(Records excerpted from a collection)
-- -- --

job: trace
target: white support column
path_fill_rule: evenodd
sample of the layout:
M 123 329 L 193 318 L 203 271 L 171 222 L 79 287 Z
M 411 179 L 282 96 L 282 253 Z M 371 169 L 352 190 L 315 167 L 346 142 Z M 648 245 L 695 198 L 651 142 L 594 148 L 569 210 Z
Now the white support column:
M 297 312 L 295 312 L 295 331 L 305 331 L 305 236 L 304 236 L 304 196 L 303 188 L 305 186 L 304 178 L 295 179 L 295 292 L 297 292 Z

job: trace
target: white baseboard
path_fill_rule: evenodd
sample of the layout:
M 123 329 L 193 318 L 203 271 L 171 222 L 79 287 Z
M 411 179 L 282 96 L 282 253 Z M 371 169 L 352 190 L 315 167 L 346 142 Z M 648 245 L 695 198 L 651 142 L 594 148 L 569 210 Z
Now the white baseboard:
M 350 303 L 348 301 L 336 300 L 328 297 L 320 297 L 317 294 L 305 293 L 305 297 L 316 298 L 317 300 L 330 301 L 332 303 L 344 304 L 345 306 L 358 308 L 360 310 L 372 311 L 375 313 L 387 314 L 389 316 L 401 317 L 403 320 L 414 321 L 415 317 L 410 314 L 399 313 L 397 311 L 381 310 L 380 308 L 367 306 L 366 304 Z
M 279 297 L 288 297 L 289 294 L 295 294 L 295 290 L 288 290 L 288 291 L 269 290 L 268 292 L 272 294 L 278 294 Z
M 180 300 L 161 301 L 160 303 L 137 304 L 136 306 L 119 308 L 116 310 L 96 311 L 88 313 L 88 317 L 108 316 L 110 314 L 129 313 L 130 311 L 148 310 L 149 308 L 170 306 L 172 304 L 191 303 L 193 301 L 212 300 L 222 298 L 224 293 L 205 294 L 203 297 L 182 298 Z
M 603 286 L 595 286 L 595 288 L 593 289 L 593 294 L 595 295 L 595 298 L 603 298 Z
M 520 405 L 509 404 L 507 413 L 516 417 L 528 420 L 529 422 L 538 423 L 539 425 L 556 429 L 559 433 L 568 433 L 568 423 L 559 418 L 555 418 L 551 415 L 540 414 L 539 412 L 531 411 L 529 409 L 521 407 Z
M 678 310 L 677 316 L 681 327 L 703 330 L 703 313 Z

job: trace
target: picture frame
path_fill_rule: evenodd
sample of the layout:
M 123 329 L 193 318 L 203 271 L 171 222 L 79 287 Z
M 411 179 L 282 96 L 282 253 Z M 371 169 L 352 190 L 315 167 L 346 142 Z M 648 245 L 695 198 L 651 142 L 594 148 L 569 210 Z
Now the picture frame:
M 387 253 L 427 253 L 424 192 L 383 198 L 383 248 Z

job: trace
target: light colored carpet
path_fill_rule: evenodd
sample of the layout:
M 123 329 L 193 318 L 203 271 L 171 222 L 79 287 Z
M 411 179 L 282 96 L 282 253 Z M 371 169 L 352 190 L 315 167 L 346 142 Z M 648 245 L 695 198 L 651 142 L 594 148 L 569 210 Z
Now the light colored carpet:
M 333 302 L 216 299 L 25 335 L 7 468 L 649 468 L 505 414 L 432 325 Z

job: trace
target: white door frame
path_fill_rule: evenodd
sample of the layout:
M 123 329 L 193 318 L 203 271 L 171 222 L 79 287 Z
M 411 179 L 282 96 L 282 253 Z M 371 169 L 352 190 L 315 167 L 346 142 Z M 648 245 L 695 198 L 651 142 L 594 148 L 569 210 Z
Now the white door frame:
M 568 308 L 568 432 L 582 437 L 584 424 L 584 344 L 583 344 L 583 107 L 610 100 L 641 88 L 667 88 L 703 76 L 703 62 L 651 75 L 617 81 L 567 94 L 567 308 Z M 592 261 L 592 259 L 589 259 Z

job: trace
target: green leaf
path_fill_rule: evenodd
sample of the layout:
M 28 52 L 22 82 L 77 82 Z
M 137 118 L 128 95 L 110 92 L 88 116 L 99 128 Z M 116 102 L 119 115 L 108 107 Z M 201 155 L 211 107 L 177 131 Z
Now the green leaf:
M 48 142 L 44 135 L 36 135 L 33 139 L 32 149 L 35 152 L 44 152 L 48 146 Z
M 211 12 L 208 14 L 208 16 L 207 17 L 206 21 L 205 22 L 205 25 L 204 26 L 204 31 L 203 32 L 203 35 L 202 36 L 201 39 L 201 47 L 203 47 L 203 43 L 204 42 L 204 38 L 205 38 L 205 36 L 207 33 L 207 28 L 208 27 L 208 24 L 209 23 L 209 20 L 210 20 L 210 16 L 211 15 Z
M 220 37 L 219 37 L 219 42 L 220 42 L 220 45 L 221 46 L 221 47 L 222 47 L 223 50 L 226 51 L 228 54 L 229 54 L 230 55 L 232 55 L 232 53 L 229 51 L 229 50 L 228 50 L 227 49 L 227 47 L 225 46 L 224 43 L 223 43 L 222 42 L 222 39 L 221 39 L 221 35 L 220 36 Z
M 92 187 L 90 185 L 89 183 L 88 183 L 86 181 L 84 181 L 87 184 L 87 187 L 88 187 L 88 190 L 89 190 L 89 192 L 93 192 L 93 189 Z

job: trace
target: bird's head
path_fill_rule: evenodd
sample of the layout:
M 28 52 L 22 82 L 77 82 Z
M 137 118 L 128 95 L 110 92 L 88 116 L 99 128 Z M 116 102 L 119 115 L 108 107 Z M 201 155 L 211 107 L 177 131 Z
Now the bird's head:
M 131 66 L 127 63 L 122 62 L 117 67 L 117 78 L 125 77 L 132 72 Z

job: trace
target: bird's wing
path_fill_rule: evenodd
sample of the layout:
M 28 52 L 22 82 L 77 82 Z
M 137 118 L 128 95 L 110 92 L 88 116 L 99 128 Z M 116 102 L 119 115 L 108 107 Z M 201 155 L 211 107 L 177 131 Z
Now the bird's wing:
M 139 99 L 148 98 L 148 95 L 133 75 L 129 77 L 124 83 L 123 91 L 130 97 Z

-- -- --

Print all of the records above again, reproducing each line precisely.

job: trace
target: white support column
path_fill_rule: evenodd
sample of the layout:
M 123 329 L 193 318 L 203 271 L 171 222 L 79 287 Z
M 411 179 L 282 96 L 282 253 Z M 371 169 L 352 190 L 315 167 L 346 142 Z M 648 245 L 695 198 L 651 142 L 594 148 L 569 210 Z
Now the white support column:
M 297 312 L 295 312 L 295 331 L 305 331 L 305 236 L 304 236 L 304 196 L 303 188 L 305 186 L 304 178 L 295 179 L 295 292 L 297 292 Z

job: trace
target: white baseboard
path_fill_rule: evenodd
sample of the layout:
M 123 329 L 193 318 L 203 271 L 171 222 L 79 287 Z
M 411 179 L 282 96 L 282 253 Z M 371 169 L 352 190 L 315 167 L 346 142 Z M 648 245 L 695 198 L 651 142 L 594 148 L 569 210 Z
Now the white baseboard:
M 350 303 L 348 301 L 336 300 L 328 297 L 320 297 L 317 294 L 305 293 L 305 297 L 316 298 L 317 300 L 330 301 L 332 303 L 344 304 L 345 306 L 358 308 L 360 310 L 372 311 L 375 313 L 387 314 L 389 316 L 401 317 L 403 320 L 414 321 L 415 317 L 410 314 L 399 313 L 397 311 L 381 310 L 380 308 L 367 306 L 366 304 Z
M 279 297 L 288 297 L 289 294 L 295 294 L 295 290 L 288 290 L 288 291 L 269 290 L 268 292 L 272 294 L 278 294 Z
M 180 300 L 161 301 L 160 303 L 137 304 L 136 306 L 119 308 L 116 310 L 96 311 L 88 313 L 88 317 L 108 316 L 110 314 L 129 313 L 130 311 L 148 310 L 149 308 L 170 306 L 172 304 L 191 303 L 193 301 L 212 300 L 222 298 L 224 293 L 205 294 L 203 297 L 182 298 Z
M 603 286 L 595 286 L 595 288 L 593 289 L 593 294 L 595 295 L 595 298 L 603 298 Z
M 520 405 L 509 404 L 507 413 L 516 417 L 528 420 L 529 422 L 538 423 L 539 425 L 556 429 L 559 433 L 568 433 L 568 423 L 559 418 L 555 418 L 551 415 L 540 414 L 539 412 L 531 411 L 529 409 L 521 407 Z
M 678 310 L 677 316 L 681 327 L 703 330 L 703 313 Z

job: trace
target: picture frame
path_fill_rule: evenodd
sample of the layout:
M 123 329 L 193 318 L 203 271 L 171 222 L 79 287 Z
M 411 179 L 282 96 L 282 253 Z M 371 169 L 352 190 L 315 167 L 346 142 Z M 648 245 L 695 198 L 651 142 L 594 148 L 569 210 Z
Now the picture frame:
M 387 253 L 427 253 L 424 192 L 383 198 L 383 248 Z

job: trace
target: light colored carpet
path_fill_rule: evenodd
sample of the layout:
M 123 329 L 193 318 L 203 271 L 171 222 L 79 287 Z
M 411 179 L 282 96 L 282 253 Z M 371 169 L 352 190 L 315 167 L 346 142 Z M 648 245 L 695 198 L 651 142 L 594 148 L 569 210 Z
Now the light colored carpet:
M 333 302 L 216 299 L 25 335 L 7 468 L 649 468 L 505 414 L 432 325 Z

job: trace
target: white door frame
path_fill_rule: evenodd
sample of the layout:
M 123 329 L 193 318 L 203 271 L 171 222 L 79 287 Z
M 411 179 L 282 96 L 282 253 Z M 371 169 L 352 190 L 315 167 L 346 142 Z M 648 245 L 695 198 L 651 142 L 594 148 L 569 210 Z
Now the white door frame:
M 568 308 L 568 432 L 582 437 L 584 424 L 584 344 L 583 344 L 583 107 L 610 100 L 641 88 L 667 88 L 703 76 L 703 62 L 651 75 L 617 81 L 567 94 L 567 308 Z M 592 261 L 592 259 L 589 259 Z

job: trace
target: green leaf
path_fill_rule: evenodd
sample of the layout:
M 28 52 L 22 82 L 77 82 Z
M 137 118 L 128 95 L 110 92 L 88 116 L 99 128 Z M 116 102 L 119 115 L 108 107 Z M 201 155 L 211 107 L 177 131 Z
Now the green leaf:
M 48 142 L 44 135 L 36 135 L 33 139 L 32 149 L 35 152 L 44 152 L 48 146 Z
M 211 12 L 208 14 L 208 16 L 207 17 L 206 21 L 205 22 L 205 25 L 204 26 L 204 31 L 203 32 L 203 35 L 202 36 L 201 39 L 201 47 L 203 47 L 203 43 L 204 42 L 204 38 L 205 38 L 205 36 L 207 33 L 207 28 L 208 27 L 208 24 L 209 23 L 209 20 L 210 20 L 210 16 L 211 15 Z
M 220 37 L 219 37 L 219 42 L 220 42 L 220 45 L 221 46 L 221 47 L 222 47 L 223 50 L 226 51 L 228 54 L 229 54 L 230 55 L 232 55 L 232 53 L 229 51 L 229 50 L 228 50 L 227 49 L 227 47 L 225 46 L 224 43 L 223 43 L 222 42 L 222 39 L 221 39 L 221 35 L 220 36 Z
M 92 187 L 90 185 L 89 183 L 88 183 L 86 181 L 84 181 L 87 184 L 87 187 L 88 187 L 88 190 L 89 190 L 89 192 L 93 192 L 93 189 Z

job: trace
target: bird's head
path_fill_rule: evenodd
sample of the layout:
M 28 52 L 22 82 L 77 82 Z
M 137 118 L 128 95 L 110 92 L 88 116 L 99 128 Z M 116 102 L 119 115 L 108 107 Z M 201 155 L 211 107 L 177 131 Z
Now the bird's head:
M 131 66 L 127 63 L 122 62 L 117 67 L 117 78 L 125 77 L 132 72 Z

job: trace
target: bird's wing
path_fill_rule: evenodd
sample of the layout:
M 28 52 L 22 82 L 77 82 Z
M 137 118 L 128 95 L 110 92 L 88 116 L 99 128 Z M 116 102 L 119 115 L 108 107 Z M 201 155 L 211 107 L 177 131 Z
Now the bird's wing:
M 139 99 L 148 98 L 148 95 L 133 75 L 129 77 L 124 83 L 123 91 L 130 97 Z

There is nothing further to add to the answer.